What is asked -
Set out the items from the line containing "No rush, but when you can, please point out the green" through the end of the items as a Markdown table with columns Row and Line, numbering each line and leaving out blank lines.

Record set -
- - -
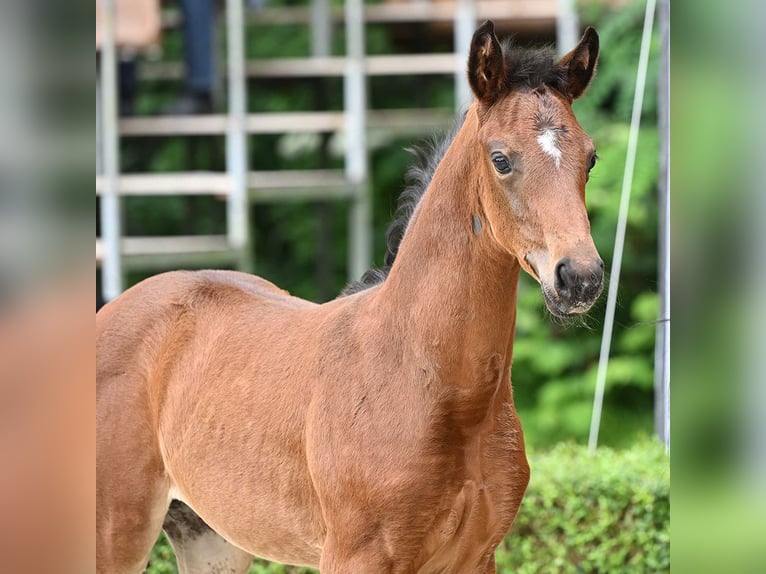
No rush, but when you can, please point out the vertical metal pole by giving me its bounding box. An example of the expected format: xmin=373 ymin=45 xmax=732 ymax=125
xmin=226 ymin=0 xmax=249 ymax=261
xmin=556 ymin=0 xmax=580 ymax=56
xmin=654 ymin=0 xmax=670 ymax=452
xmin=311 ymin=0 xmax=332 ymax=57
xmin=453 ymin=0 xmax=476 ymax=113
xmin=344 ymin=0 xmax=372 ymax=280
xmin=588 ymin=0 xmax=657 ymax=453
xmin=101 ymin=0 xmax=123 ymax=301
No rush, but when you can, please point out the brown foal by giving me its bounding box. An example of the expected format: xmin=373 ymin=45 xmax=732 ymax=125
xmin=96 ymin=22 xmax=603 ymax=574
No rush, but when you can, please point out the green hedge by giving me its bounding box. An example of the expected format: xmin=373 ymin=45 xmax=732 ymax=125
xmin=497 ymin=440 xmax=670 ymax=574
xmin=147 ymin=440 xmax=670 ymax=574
- - -
The result -
| Row | Line |
|---|---|
| 1 | No rush, but when you can, please point out the green hedge by giving me its bounding box. An example of the expected format: xmin=373 ymin=45 xmax=732 ymax=125 |
| 2 | xmin=497 ymin=440 xmax=670 ymax=574 |
| 3 | xmin=147 ymin=440 xmax=670 ymax=574 |